What you are asked to do: Revise the rows from the line with "Keypoint placement rule: for each instance of the green" up to and including the line with "(1197, 247)" by replacing "green foliage" with "leafy canopy" and leaving everything else unchanged. Return only those lines.

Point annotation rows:

— Start —

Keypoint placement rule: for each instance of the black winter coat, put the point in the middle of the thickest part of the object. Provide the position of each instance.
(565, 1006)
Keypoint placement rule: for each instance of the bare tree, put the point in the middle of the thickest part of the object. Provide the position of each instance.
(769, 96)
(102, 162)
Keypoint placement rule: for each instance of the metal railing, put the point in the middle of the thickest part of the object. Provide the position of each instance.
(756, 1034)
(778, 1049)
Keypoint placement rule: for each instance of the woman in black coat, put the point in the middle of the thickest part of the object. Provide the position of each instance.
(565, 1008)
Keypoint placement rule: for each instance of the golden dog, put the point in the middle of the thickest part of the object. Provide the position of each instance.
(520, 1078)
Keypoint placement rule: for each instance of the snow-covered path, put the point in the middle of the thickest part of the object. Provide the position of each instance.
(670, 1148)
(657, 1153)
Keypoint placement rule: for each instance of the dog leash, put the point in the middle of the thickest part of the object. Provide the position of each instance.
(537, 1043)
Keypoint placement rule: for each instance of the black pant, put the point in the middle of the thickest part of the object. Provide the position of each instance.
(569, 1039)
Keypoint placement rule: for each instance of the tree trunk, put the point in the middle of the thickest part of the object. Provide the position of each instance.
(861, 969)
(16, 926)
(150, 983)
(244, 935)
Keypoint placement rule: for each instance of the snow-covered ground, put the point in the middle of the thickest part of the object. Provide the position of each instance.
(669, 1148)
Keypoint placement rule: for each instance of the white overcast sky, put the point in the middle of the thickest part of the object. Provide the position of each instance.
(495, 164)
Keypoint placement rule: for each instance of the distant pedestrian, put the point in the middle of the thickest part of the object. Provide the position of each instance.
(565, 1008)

— End —
— Start —

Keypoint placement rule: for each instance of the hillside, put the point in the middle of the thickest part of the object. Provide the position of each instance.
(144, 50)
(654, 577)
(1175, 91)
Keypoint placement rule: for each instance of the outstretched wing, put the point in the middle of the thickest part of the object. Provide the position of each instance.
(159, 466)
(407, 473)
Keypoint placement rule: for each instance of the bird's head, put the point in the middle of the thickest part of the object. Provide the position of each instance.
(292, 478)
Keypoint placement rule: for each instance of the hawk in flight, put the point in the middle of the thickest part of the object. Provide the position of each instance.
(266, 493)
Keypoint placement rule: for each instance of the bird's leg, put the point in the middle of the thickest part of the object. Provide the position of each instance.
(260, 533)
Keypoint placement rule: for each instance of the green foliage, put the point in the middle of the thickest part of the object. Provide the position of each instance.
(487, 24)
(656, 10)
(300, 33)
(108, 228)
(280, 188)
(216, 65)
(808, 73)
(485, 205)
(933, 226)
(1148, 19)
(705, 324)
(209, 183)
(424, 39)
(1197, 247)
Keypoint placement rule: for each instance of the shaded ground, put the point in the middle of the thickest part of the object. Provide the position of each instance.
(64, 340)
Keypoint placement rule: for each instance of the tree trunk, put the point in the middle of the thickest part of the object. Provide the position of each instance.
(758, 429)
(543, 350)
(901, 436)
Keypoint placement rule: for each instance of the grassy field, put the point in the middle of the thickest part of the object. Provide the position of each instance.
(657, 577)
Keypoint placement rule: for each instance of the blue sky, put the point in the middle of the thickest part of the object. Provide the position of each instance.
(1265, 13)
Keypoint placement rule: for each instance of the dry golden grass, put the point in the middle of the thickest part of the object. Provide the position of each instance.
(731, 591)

— End —

Response:
Keypoint placement rule: for each instance of the leafy canopy, put the point in the middle of the thickest part of the object. Provide the position of each instance.
(487, 24)
(656, 10)
(300, 33)
(108, 228)
(280, 188)
(216, 65)
(808, 73)
(485, 205)
(933, 226)
(1148, 19)
(705, 324)
(209, 183)
(424, 39)
(1197, 247)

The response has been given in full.